WHAT YOU SHOULD DO:
Gather every line of the records below that contains the word "violin", copying each one in full.

(Image location labeling entries)
============================================================
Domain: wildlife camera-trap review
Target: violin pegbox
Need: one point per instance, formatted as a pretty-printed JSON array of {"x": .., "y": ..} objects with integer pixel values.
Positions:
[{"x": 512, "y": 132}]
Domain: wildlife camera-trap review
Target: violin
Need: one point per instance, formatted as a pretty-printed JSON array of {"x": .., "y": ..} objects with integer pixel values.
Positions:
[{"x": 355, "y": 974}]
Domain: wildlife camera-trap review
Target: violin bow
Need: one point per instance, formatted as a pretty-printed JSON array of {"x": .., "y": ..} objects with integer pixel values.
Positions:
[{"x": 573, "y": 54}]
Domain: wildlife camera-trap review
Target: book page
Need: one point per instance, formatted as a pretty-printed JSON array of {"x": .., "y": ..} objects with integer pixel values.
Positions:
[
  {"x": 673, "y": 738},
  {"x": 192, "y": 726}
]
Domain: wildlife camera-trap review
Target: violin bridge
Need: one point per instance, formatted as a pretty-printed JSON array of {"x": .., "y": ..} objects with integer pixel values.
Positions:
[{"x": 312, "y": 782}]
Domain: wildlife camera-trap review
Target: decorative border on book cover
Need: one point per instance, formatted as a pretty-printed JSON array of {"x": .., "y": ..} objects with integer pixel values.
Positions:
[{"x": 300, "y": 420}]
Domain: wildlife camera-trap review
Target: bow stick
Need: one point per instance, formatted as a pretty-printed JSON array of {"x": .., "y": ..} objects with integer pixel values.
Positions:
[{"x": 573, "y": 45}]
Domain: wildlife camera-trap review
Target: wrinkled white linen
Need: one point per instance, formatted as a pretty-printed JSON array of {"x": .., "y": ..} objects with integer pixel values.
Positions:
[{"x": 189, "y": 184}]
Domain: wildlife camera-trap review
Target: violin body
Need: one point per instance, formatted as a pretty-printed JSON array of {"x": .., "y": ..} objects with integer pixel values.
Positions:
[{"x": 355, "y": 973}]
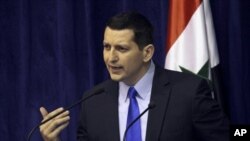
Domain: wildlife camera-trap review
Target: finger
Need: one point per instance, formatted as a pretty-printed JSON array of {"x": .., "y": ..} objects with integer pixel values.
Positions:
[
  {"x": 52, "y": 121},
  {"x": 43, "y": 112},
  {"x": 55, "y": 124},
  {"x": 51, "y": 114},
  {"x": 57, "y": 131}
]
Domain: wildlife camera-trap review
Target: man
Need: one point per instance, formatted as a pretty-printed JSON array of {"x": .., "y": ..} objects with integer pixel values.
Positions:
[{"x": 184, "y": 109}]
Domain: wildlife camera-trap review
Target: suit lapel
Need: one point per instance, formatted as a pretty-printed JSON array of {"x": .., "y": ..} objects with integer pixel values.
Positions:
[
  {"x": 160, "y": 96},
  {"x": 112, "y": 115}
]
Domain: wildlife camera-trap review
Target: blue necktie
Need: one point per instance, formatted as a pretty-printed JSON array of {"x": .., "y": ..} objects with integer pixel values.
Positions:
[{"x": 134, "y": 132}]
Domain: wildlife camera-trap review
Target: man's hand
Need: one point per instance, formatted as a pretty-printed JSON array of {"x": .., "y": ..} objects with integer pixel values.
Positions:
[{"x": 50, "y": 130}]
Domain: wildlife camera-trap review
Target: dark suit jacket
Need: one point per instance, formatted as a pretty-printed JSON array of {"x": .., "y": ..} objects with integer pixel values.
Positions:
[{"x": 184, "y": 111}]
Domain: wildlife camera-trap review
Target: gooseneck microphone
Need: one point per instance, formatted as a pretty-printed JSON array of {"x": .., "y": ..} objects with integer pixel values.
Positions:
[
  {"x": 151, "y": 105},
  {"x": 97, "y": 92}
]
============================================================
EXERCISE RESPONSE:
Target: violin pegbox
Target: violin
Target: violin bow
Target: violin bridge
Target: violin body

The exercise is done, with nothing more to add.